> _What is required_:
Each entry here needs to be set down again exactly, please; pictures are left out.

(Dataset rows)
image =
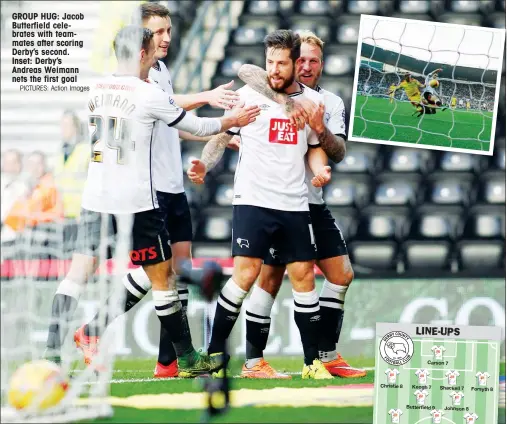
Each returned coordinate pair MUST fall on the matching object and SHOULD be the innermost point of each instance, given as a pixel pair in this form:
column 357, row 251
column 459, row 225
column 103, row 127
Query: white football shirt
column 482, row 378
column 166, row 161
column 420, row 396
column 438, row 351
column 436, row 415
column 395, row 415
column 470, row 417
column 456, row 398
column 271, row 165
column 391, row 375
column 334, row 118
column 422, row 375
column 122, row 115
column 451, row 376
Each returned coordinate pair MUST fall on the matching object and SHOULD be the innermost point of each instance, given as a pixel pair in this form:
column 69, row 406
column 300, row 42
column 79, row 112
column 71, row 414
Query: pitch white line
column 151, row 379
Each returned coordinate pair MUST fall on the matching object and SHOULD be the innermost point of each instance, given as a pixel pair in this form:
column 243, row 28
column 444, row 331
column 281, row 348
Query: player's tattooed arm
column 257, row 79
column 214, row 150
column 333, row 145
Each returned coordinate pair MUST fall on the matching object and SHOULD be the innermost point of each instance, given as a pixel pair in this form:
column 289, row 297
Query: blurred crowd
column 376, row 83
column 41, row 195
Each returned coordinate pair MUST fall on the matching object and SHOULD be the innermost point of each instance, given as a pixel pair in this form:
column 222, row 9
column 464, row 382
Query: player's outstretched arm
column 317, row 161
column 233, row 144
column 211, row 155
column 334, row 146
column 221, row 97
column 257, row 78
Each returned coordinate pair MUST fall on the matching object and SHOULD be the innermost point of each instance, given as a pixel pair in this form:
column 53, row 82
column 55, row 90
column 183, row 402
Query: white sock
column 234, row 294
column 70, row 288
column 260, row 302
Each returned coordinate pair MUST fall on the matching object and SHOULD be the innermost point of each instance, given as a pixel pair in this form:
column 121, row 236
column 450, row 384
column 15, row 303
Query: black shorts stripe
column 135, row 285
column 229, row 302
column 300, row 305
column 256, row 316
column 164, row 307
column 331, row 299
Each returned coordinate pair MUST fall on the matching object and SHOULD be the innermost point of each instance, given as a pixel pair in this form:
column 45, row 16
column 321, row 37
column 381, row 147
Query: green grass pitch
column 134, row 377
column 377, row 119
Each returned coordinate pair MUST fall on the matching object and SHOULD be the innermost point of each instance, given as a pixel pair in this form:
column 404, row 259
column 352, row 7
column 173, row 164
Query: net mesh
column 466, row 87
column 38, row 258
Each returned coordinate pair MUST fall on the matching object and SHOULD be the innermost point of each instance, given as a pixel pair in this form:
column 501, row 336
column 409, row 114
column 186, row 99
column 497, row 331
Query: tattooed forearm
column 333, row 145
column 257, row 78
column 214, row 150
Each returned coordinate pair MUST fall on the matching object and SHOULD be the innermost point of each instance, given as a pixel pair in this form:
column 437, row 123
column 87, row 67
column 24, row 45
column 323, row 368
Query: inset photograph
column 426, row 84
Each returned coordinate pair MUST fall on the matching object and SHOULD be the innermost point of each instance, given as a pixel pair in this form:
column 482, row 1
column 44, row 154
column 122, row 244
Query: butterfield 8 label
column 436, row 374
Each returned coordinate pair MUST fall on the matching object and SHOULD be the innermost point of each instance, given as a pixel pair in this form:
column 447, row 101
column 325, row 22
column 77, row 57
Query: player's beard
column 311, row 81
column 280, row 86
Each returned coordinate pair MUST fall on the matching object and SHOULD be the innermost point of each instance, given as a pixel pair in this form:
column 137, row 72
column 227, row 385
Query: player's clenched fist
column 223, row 98
column 322, row 178
column 197, row 171
column 298, row 111
column 244, row 115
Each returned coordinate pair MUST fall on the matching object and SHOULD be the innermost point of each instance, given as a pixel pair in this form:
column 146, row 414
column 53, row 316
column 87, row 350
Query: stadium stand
column 401, row 210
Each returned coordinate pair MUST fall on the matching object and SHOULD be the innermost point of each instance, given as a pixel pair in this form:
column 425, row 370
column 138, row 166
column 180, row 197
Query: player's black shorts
column 328, row 236
column 176, row 215
column 256, row 231
column 149, row 242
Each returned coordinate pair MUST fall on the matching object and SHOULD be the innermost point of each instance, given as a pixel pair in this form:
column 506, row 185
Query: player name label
column 391, row 386
column 436, row 373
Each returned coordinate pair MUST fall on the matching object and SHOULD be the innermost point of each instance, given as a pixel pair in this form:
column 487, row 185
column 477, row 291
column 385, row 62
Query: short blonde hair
column 311, row 38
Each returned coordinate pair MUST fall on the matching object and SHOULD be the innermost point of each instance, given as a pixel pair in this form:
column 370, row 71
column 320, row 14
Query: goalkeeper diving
column 429, row 101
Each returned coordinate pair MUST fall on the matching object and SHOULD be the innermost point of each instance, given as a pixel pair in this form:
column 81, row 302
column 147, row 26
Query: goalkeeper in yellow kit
column 411, row 87
column 391, row 92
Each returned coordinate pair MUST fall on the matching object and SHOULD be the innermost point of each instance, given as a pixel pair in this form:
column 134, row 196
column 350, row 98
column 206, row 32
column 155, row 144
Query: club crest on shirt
column 281, row 131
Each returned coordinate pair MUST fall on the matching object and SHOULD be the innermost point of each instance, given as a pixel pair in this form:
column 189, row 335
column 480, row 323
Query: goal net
column 37, row 253
column 458, row 69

> _Task response_:
image =
Each returned coordinate pair MUST fall on the matching object and SHOULD be the innermost point of each instance, given as a pixel pair in this form:
column 357, row 251
column 459, row 225
column 103, row 127
Query: white football shirt
column 482, row 378
column 166, row 161
column 420, row 396
column 438, row 351
column 436, row 415
column 395, row 415
column 470, row 417
column 456, row 398
column 271, row 165
column 391, row 375
column 334, row 118
column 422, row 375
column 122, row 115
column 451, row 376
Each returned coordinate pair MUST fall on the matching object and SHOULD be the innermost point of each instance, given as a pixel pair in this form:
column 69, row 406
column 300, row 42
column 79, row 112
column 71, row 414
Query: pitch white line
column 151, row 379
Each returned coordinate pair MUST fall on the matching object and SHOULD be the innermost point of each instance, given as a pixel pair in this form:
column 243, row 28
column 444, row 331
column 281, row 348
Query: player's tattooed arm
column 257, row 79
column 214, row 150
column 333, row 145
Each returned coordinate pair MUST fall on the matching object and SHOULD be the innermost point of each instance, given as a pixel pair in this form:
column 289, row 297
Query: blurred crowd
column 376, row 83
column 41, row 195
Each returned coordinate pair MUST fall on the matching object and SHOULD be the innermost point of each instance, given as a pixel pair in this form:
column 222, row 9
column 464, row 382
Query: player's outstretched arm
column 317, row 161
column 233, row 144
column 211, row 155
column 334, row 146
column 221, row 97
column 257, row 78
Each returned coordinate pair MUST fall on the matching object and SHOULD be the innermost point of each instance, given as a pixel pair in this form:
column 53, row 82
column 55, row 90
column 183, row 402
Query: white sock
column 234, row 294
column 70, row 288
column 260, row 302
Each returned coordinate pair MUST fall on the matching object and SHOULD be the innermost point of each instance, given as a pixel pair in this form:
column 121, row 236
column 450, row 384
column 15, row 303
Query: black shorts stripe
column 135, row 285
column 229, row 302
column 300, row 305
column 256, row 316
column 164, row 307
column 331, row 299
Each returned coordinate pair MUST fall on the matching object and SHOULD be the innermost point of each instance, given as a pixel pair in this form:
column 45, row 16
column 321, row 37
column 381, row 147
Query: green grass pitch
column 134, row 377
column 377, row 119
Each returned coordinate pair MUST fall on the matching object and SHOULD be the innermost point of each instance, given as a pixel pair in this form:
column 404, row 259
column 352, row 7
column 173, row 164
Query: net mesh
column 466, row 87
column 38, row 258
Each returned coordinate pair MUST fall on the matching object and SHOULD be the innermost point of each instance, given as a pixel pair in this form:
column 501, row 336
column 409, row 114
column 186, row 99
column 497, row 331
Query: tattooed forearm
column 333, row 145
column 257, row 78
column 214, row 150
Each returned coordinate pair MUST fall on the matching object and SHOULD be the innermost point of each instance, given as a pixel pair in this form:
column 437, row 123
column 87, row 67
column 24, row 45
column 323, row 368
Query: inset photograph
column 426, row 84
Each returned coordinate pair MUST fall on the matching object and SHOULD be the innermost point of each instance, given as a pixel pair in this form:
column 482, row 1
column 44, row 154
column 122, row 244
Query: butterfield 8 label
column 436, row 374
Each returned coordinate pair MUST fall on the matching object and SHOULD be the innermost point of each instance, given as a pixel pair in this form:
column 447, row 101
column 325, row 22
column 77, row 57
Query: player's beard
column 311, row 81
column 280, row 86
Each returned coordinate pair MUST fall on the matching object and SHOULD be the innermost point of each instance, given as a pixel pair in this form:
column 137, row 72
column 227, row 385
Query: player's clenched fist
column 223, row 98
column 322, row 178
column 197, row 171
column 298, row 111
column 244, row 115
Each returned coordinate pair MUST fall on the matching object and SHOULD be the innermost point of each instance, given as a pixel pair in this form:
column 146, row 414
column 53, row 316
column 87, row 350
Query: stadium stand
column 401, row 210
Each returned coordinate pair MUST fall on the matching object and SHOULD be the innermost point of each instance, given as a pixel pair in this form:
column 425, row 370
column 138, row 166
column 180, row 197
Query: player's black shorts
column 328, row 236
column 176, row 215
column 256, row 231
column 149, row 242
Each returned coordinate pair MUST fall on the matching object and SHOULD be the innermost point of each instance, given as a pixel pair in this form:
column 506, row 185
Query: player name label
column 391, row 386
column 436, row 373
Each returned coordinate pair MUST fall on the matching object and SHOULD be the innermost point of each instance, given as a pixel pair in this form:
column 487, row 185
column 477, row 291
column 385, row 62
Query: short blonde hair
column 311, row 38
Each returned coordinate pair MUST fall on the matching object and SHOULD be the innermost point of each instance, given as a pixel pair in this form:
column 370, row 71
column 320, row 14
Query: goalkeeper diving
column 429, row 101
Each returned coordinate pair MUST fall on the matching object and SHOULD be the innermost point of each instance, given as a pixel pair in this form:
column 81, row 302
column 147, row 26
Query: goalkeeper in yellow kit
column 411, row 87
column 391, row 92
Each returned coordinate pair MUST fall on the matching object and SHOULD be the innermost point of each instance, given as a pixel pair in this form:
column 134, row 196
column 350, row 98
column 206, row 32
column 155, row 144
Query: club crest on shirt
column 281, row 131
Each returned coordinate pair MUST fall on the matching object and SHOULD be the innermost point of each instance, given as a pixel pair in this form:
column 189, row 335
column 480, row 323
Query: goal net
column 37, row 253
column 458, row 69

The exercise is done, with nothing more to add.